Why graph data platforms are crucial to telco success
Article by Neo4j general manager for ANZ Peter Philipp.
Telecommunications is all about connections, but tech teams are seeing a steep rise in service complexity. As a result, it’s becoming harder for IT to manage increasingly complex network structures, diverse products and bundles while ensuring high levels of customer satisfaction and retention.
Competition is fierce, and real-time insights are critical to ensure high performance. There’s a vast amount of data available for this, but the relationships and correlations between data points aren’t always easy to discern.
This is where graph data platforms come into play — data can be connected with an infinite number of nodes. Each node represents an entity, such as a person, place, thing or category. The purpose is to reveal and predict how people, processes and systems are interrelated. For telcos, graph data platforms can deliver a significant competitive advantage.
Discovering, capturing and making sense of complex interdependencies is central to running IT organisations more effectively. From optimising networks to providing more effective security-related access, these issues involve a complex set of interdependencies that can be challenging to manage.

### RECORDS TO USE
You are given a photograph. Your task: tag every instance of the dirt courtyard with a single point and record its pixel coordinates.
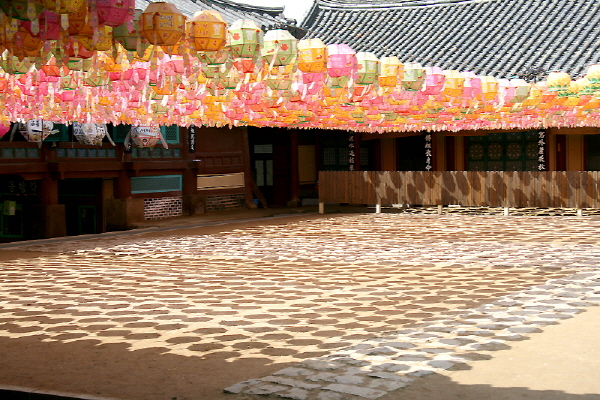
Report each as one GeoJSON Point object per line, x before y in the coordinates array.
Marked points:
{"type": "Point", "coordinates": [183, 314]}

--

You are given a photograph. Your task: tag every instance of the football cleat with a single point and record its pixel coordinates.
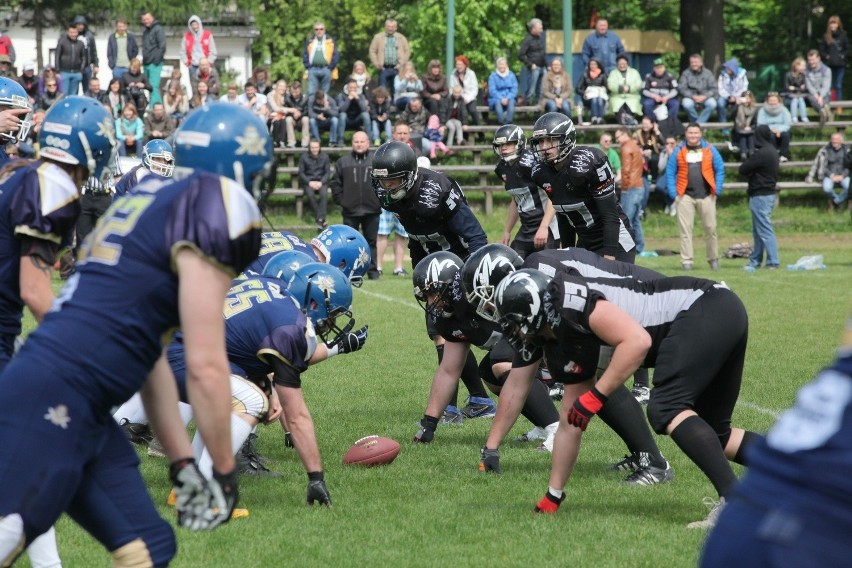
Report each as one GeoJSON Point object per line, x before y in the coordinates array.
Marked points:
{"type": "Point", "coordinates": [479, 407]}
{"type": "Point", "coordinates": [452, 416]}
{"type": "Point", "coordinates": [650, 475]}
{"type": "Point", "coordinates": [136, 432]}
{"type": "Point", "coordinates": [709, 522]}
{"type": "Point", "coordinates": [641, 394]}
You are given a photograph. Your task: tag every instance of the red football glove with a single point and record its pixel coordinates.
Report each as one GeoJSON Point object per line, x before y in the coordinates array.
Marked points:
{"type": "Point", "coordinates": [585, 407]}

--

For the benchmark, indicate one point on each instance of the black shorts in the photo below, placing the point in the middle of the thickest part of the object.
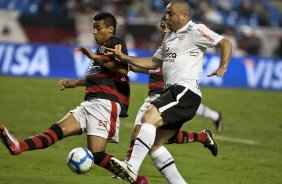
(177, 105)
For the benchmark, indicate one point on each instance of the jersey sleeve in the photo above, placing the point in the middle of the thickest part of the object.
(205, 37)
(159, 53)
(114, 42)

### TASKS TO COMPLETE
1/ Pull out each line of the records that contains the string "given" and copy those lines unchanged.
2/ Write the next part of the article on graph data platforms for telecommunications companies, beginning right after its final sentence.

### ANSWERS TO EACH TASK
1/
You are given a photograph. Your task: tag every instance of the dirt courtyard with a single point and record its pixel coordinates.
You are given a photograph. Your task: tag every instance of the football cleat with a single point and record its pixel coordinates.
You are given a photograph. Your task: tag every instance of the red football glove with a single point and record its pixel coordinates.

2/
Once any two or more of these areas are brought together, the relationships are rarely linear or hierarchical. Traditional Relational Database Management Systems are no longer adequate for managing these connections — but a graph data platform enables easy capturing of relationships that are unsuited to conventional hierarchical models.
Networks are also rarely static — with frequent changes from reorganisation, personnel changes, mergers and acquisitions, new apps being developed, old ones retired, and ongoing data centre improvements are common. Graph data platforms, on the other hand, are more agile in supporting complex and changing environments.
They also make modelling easier: if a data model isn’t right initially, it can easily be refined. Graphs can also be built incrementally, adding layers over time to accommodate more data and more complex relationships.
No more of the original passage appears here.